Could you pull out the stretch from the line containing "In this exercise you will mark the upper cabinet" through the last line of the entries, reproducing every line word for word with nothing added?

━━━━━ Stored rows

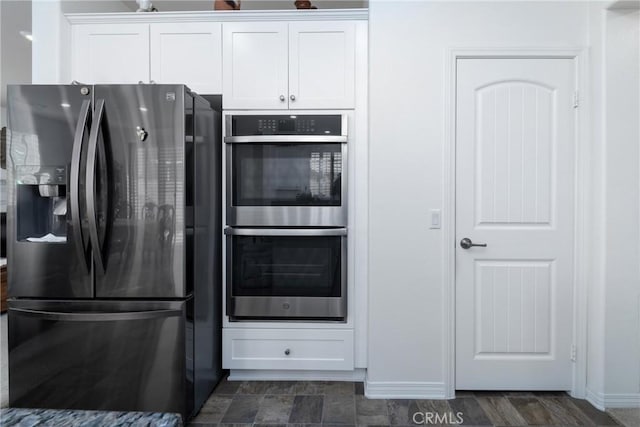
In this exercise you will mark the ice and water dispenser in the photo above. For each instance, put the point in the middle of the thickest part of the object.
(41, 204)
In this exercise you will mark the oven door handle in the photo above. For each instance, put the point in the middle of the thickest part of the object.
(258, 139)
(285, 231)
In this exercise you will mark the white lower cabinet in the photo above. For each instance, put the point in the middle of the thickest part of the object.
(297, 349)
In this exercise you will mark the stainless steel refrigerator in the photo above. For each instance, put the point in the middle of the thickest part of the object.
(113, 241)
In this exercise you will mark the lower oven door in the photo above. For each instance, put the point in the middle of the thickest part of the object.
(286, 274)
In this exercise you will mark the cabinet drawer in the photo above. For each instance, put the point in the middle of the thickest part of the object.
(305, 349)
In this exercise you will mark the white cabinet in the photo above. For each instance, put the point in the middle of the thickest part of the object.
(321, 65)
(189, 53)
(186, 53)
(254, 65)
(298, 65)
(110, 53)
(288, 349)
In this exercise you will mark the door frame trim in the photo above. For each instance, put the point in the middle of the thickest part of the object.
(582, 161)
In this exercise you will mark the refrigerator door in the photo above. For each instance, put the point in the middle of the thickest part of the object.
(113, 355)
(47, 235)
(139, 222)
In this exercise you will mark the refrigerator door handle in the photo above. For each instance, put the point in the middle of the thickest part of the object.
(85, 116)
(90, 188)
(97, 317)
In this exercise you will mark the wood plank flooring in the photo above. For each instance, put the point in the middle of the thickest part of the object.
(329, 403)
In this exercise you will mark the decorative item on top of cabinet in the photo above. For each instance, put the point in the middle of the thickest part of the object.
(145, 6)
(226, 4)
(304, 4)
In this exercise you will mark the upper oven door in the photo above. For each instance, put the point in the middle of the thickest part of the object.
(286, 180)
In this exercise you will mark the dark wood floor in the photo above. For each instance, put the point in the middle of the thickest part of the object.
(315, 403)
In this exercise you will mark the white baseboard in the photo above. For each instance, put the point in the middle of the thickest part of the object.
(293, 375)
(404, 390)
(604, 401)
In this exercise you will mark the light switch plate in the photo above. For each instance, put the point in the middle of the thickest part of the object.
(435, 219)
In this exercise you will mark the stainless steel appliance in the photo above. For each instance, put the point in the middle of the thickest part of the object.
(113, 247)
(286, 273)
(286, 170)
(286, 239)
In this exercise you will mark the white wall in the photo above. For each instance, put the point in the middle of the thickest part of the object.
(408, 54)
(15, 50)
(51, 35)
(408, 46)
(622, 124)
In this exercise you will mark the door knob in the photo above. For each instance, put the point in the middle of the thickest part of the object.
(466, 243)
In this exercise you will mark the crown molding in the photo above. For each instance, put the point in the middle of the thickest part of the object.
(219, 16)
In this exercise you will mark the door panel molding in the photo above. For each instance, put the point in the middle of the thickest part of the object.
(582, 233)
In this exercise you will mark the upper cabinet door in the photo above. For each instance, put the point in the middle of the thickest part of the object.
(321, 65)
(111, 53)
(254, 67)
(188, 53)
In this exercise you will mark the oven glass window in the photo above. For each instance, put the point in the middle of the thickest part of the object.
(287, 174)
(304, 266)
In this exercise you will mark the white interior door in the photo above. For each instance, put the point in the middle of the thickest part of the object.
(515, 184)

━━━━━━━━━━

- **Answer for this exercise**
In this exercise you will mark the upper cabinet door in the photo above. For each instance, put the point in the middle of the thickest part of the object.
(321, 65)
(111, 53)
(254, 67)
(188, 53)
In this exercise you will mark the oven glass window in the photo above. For each instance, put the point in the middle of the thickest part of the object.
(287, 174)
(304, 266)
In this exercise you will mark the white interior door in the photo above. For each instance, put the point in the middle of the thickest part of the object.
(515, 184)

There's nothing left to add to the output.